_Source document:_
#####
UNIDENTIFIED PERSON: The following program was taped before an audience of no one.

(SOUNDBITE OF MUSIC)

BILL KURTIS: From NPR and WBEZ Chicago, this is WAIT WAIT... DON'T TELL ME, the NPR news quiz. Tastes great - more billing - Bill Kurtis.

(LAUGHTER)

KURTIS: And here's your host, a handsome, virile man who has so much free time, he's started writing his own intros, Peter Sagal.

(SOUNDBITE OF APPLAUSE SOUND EFFECT)

PETER SAGAL, HOST:

Thank you, Bill - artfully delivered. Thanks, everybody. And thanks, as always, to our producer Mike for standing in for all the people who love us by playing that canned applause. This was the week we were scheduled to go and do our show in Buffalo, N.Y. So in honor of Buffalo, we've done two things. First, we've invited the actor Christine Baranski, proud Buffalo native, to join us for Not My Job later on. And second, I have coated myself from head to toe in spicy wing sauce.

(SOUNDBITE OF WOLF WHISTLE SOUND EFFECT)

SAGAL: We always want to find out how you might taste, so break quarantine in your imagination by calling us at 1-888-WAIT-WAIT - that's 1-888-924-8924. Let's welcome our first listener contestant.

Hi, you're on WAIT WAIT... DON'T TELL ME.

ANNA TIBERI: Hi. This is Anna, and I'm calling from beautiful Golden, Colo.

SAGAL: How are things in beautiful Golden, Colo., where I believe, if I'm not mistaken, you have some sort of brewery?

TIBERI: Yes, we have several of those, the largest one being Coors, of course. But they are gorgeous outside. I can see the mountains from my window.

SAGAL: Yes. And what do you do there when you're allowed out of your house?

TIBERI: I am an electrical test engineer for the spacecraft Orion, which is the world's only deep space human exploration spacecraft.

JOEL KIM BOOSTER: Whoa.

SAGAL: No kidding. So, wait a minute. You're helping to build the Orion, which is supposed to take us to Mars, right?

TIBERI: Yes, that is correct. So I work as a test engineer. I do software and electrical integration. And next year, we are launching for the moon.

BOOSTER: Can you hurry?

SAGAL: And how does one get a ticket? I'm just saying, if you can put in a good word for me, I can help you win this quiz - just saying.

TIBERI: I might have to do that.

SAGAL: All right. Welcome to the show, Anna. Let me introduce you to our panel this week. First up, a comedian whose podcast is called "Urgent Care," and he's the co-host of the new "Singled Out" on Quibi. It's Joel Kim Booster.

(SOUNDBITE OF APPLAUSE SOUND EFFECT)

BOOSTER: Hello. Coming live from Hollywood, Calif.

SAGAL: Next, it's the syndicated advice columnist behind Ask Amy. It's Amy Dickinson.

(SOUNDBITE OF APPLAUSE SOUND EFFECT)
#####
_Data records:_
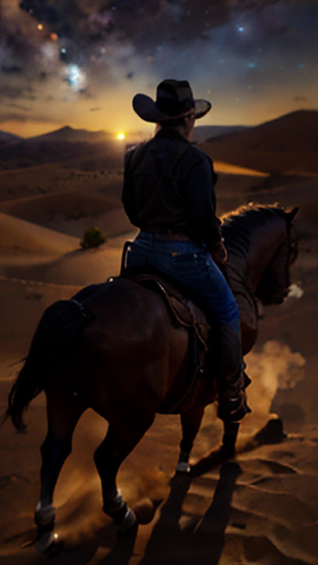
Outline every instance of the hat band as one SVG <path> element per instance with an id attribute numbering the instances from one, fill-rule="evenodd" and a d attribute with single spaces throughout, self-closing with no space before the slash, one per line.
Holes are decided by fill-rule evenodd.
<path id="1" fill-rule="evenodd" d="M 169 120 L 177 120 L 178 118 L 186 118 L 187 116 L 191 116 L 192 114 L 194 114 L 195 116 L 195 110 L 194 108 L 190 108 L 186 112 L 183 112 L 183 114 L 178 114 L 177 116 L 167 116 L 164 120 L 160 121 L 167 121 Z"/>

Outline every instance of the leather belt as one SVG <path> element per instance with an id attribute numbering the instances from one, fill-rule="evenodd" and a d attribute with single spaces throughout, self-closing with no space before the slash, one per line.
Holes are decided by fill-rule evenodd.
<path id="1" fill-rule="evenodd" d="M 143 230 L 145 233 L 149 233 L 152 236 L 156 236 L 158 239 L 165 240 L 167 241 L 192 241 L 193 239 L 190 237 L 190 236 L 187 236 L 186 233 L 178 233 L 176 232 L 172 232 L 170 229 L 167 229 L 165 231 L 148 231 L 147 230 Z"/>

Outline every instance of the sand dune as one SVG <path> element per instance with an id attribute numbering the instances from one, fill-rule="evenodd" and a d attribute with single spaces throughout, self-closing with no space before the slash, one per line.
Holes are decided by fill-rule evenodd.
<path id="1" fill-rule="evenodd" d="M 79 244 L 75 237 L 0 213 L 0 248 L 4 250 L 61 255 L 76 249 Z"/>
<path id="2" fill-rule="evenodd" d="M 318 111 L 293 112 L 212 140 L 200 149 L 217 160 L 264 172 L 318 172 Z"/>
<path id="3" fill-rule="evenodd" d="M 0 211 L 46 225 L 61 220 L 96 217 L 118 206 L 111 197 L 97 198 L 89 194 L 65 191 L 4 202 L 0 205 Z"/>

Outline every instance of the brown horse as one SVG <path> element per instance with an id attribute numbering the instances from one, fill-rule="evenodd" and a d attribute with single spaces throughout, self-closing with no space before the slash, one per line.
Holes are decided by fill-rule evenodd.
<path id="1" fill-rule="evenodd" d="M 256 337 L 255 295 L 264 303 L 278 303 L 287 294 L 289 266 L 296 254 L 292 228 L 296 211 L 248 205 L 223 218 L 229 276 L 242 314 L 244 354 Z M 94 454 L 103 509 L 119 532 L 136 528 L 135 514 L 117 490 L 117 471 L 156 413 L 169 413 L 184 394 L 188 345 L 188 331 L 173 325 L 162 298 L 123 277 L 87 287 L 45 311 L 6 413 L 18 429 L 24 429 L 25 408 L 45 391 L 48 432 L 41 448 L 41 494 L 35 513 L 40 550 L 54 542 L 53 491 L 71 452 L 76 423 L 89 407 L 109 424 Z M 190 405 L 181 414 L 177 470 L 190 470 L 189 454 L 204 407 L 216 398 L 215 383 L 199 379 Z M 223 449 L 229 456 L 234 453 L 238 429 L 237 424 L 225 425 Z"/>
#####
_Problems to work on:_
(a) From the show transcript, set down the passage starting with "JOEL KIM BOOSTER: Whoa." and going on through "Can you hurry?".
(b) Name each person in the show transcript who is identified by name and has at least one spoken line.

_Answers to each task:_
(a)
JOEL KIM BOOSTER: Whoa.

SAGAL: No kidding. So, wait a minute. You're helping to build the Orion, which is supposed to take us to Mars, right?

TIBERI: Yes, that is correct. So I work as a test engineer. I do software and electrical integration. And next year, we are launching for the moon.

BOOSTER: Can you hurry?

(b)
- Bill Kurtis
- Peter Sagal
- Anna Tiberi
- Joel Kim Booster